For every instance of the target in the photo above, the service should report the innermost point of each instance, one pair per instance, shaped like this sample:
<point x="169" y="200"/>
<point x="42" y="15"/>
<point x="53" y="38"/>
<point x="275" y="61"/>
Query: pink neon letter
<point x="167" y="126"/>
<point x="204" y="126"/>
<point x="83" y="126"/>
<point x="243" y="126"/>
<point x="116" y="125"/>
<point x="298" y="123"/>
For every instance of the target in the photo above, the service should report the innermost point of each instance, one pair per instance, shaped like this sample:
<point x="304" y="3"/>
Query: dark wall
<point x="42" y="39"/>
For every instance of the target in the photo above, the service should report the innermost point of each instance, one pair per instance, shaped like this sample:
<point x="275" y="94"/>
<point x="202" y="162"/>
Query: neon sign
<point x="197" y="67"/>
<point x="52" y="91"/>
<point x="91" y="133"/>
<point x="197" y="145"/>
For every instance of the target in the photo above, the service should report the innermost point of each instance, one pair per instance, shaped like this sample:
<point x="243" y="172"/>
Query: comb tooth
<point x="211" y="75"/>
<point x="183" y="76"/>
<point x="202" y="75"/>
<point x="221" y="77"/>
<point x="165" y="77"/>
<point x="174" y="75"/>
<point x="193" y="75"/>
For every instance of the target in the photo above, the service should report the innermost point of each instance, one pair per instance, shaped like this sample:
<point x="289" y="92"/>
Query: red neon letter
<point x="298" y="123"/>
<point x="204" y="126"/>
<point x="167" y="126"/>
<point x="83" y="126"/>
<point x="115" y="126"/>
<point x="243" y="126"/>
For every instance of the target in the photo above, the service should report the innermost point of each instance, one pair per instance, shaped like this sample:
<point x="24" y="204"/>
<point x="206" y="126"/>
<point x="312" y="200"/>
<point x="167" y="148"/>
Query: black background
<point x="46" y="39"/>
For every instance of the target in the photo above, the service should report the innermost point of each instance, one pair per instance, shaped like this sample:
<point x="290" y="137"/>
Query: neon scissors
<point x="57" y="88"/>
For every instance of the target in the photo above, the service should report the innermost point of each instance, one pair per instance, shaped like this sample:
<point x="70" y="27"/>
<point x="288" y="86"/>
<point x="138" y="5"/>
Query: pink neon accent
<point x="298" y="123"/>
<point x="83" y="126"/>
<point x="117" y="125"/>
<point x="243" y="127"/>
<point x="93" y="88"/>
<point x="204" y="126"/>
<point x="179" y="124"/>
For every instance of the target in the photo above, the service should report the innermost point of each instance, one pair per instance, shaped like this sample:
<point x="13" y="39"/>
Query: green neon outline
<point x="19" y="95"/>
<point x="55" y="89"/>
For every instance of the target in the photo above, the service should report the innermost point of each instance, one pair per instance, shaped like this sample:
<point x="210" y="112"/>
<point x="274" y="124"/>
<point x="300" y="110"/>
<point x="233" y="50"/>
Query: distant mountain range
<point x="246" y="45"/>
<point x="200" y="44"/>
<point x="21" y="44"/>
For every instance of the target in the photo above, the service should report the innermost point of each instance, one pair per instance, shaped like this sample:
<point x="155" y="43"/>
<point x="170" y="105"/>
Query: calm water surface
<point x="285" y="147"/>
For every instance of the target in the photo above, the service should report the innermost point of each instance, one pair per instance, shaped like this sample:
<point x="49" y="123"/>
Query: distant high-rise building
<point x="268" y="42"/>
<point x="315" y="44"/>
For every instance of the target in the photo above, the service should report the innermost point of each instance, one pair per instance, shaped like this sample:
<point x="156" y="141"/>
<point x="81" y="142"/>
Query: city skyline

______________________________

**Exercise aim**
Each record above should be repeated exactly.

**Answer to this exercise**
For every instance of the target in the photo above, the service should report the innermost point of each instance, one pair per instance, shaped like this sample:
<point x="169" y="200"/>
<point x="42" y="15"/>
<point x="53" y="38"/>
<point x="275" y="61"/>
Query: pink neon letter
<point x="167" y="126"/>
<point x="204" y="126"/>
<point x="83" y="126"/>
<point x="243" y="126"/>
<point x="116" y="125"/>
<point x="298" y="123"/>
For every instance of the target in the photo above, the service should report the innermost point of each instance, one pair per instance, shaped like this sample:
<point x="304" y="3"/>
Query: dark wall
<point x="42" y="39"/>
For every instance of the target in the photo above, the service should report the innermost point of each instance, one pair per instance, shaped like this sample:
<point x="275" y="94"/>
<point x="202" y="162"/>
Query: neon sign
<point x="197" y="67"/>
<point x="52" y="91"/>
<point x="91" y="133"/>
<point x="197" y="145"/>
For every instance of the target in the photo above, the service should report the innermost point of each instance, one pair per instance, shaped like this sample:
<point x="243" y="172"/>
Query: comb tooth
<point x="211" y="75"/>
<point x="183" y="76"/>
<point x="202" y="75"/>
<point x="221" y="77"/>
<point x="165" y="77"/>
<point x="174" y="75"/>
<point x="193" y="75"/>
For every instance of the target in the photo above, the service should report the innermost point of each instance, one pair per instance, shaped like this sample:
<point x="289" y="92"/>
Query: red neon letter
<point x="298" y="123"/>
<point x="204" y="126"/>
<point x="167" y="126"/>
<point x="83" y="126"/>
<point x="115" y="126"/>
<point x="243" y="126"/>
For every instance of the target in the photo above, the service should report the innermost point of each instance, one pair per instance, shaped like this sample:
<point x="24" y="204"/>
<point x="206" y="126"/>
<point x="312" y="200"/>
<point x="167" y="148"/>
Query: black background
<point x="46" y="39"/>
For every instance of the target in the photo above, the service should report the innermost point of each instance, one pair per instance, shaped like this sample:
<point x="290" y="137"/>
Query: neon scissors
<point x="57" y="88"/>
For every instance of the target in the photo above, the service should report the innermost point of each instance, one pair per instance, shaped like this sample:
<point x="70" y="27"/>
<point x="288" y="86"/>
<point x="138" y="5"/>
Query: pink neon accent
<point x="298" y="123"/>
<point x="83" y="126"/>
<point x="117" y="125"/>
<point x="243" y="127"/>
<point x="93" y="88"/>
<point x="204" y="126"/>
<point x="179" y="124"/>
For every instance of the target in the photo above, the service should report the innermost point of each instance, one pair per instance, shaped like this sample:
<point x="13" y="39"/>
Query: green neon outline
<point x="19" y="95"/>
<point x="55" y="89"/>
For every instance of the target in the photo above, the service should report the innermost point of each instance, one pair per instance, shaped like this sample:
<point x="210" y="112"/>
<point x="274" y="124"/>
<point x="300" y="110"/>
<point x="233" y="50"/>
Query: distant mountain range
<point x="246" y="45"/>
<point x="200" y="44"/>
<point x="21" y="44"/>
For every instance of the target in the photo above, the service should report the innermost point of each instance, one pair per instance, shaped like this sample:
<point x="155" y="43"/>
<point x="170" y="105"/>
Query: calm water surface
<point x="285" y="147"/>
For every instance of the target in the photo above, the service should report the innermost point of each instance, one pair per instance, shaped like this sample:
<point x="49" y="123"/>
Query: distant high-rise building
<point x="268" y="42"/>
<point x="315" y="44"/>
For every instance of the target in the photo above, the service should report the innermost point of each instance, one pair per instance, shaped like this sample:
<point x="156" y="141"/>
<point x="81" y="142"/>
Query: city skyline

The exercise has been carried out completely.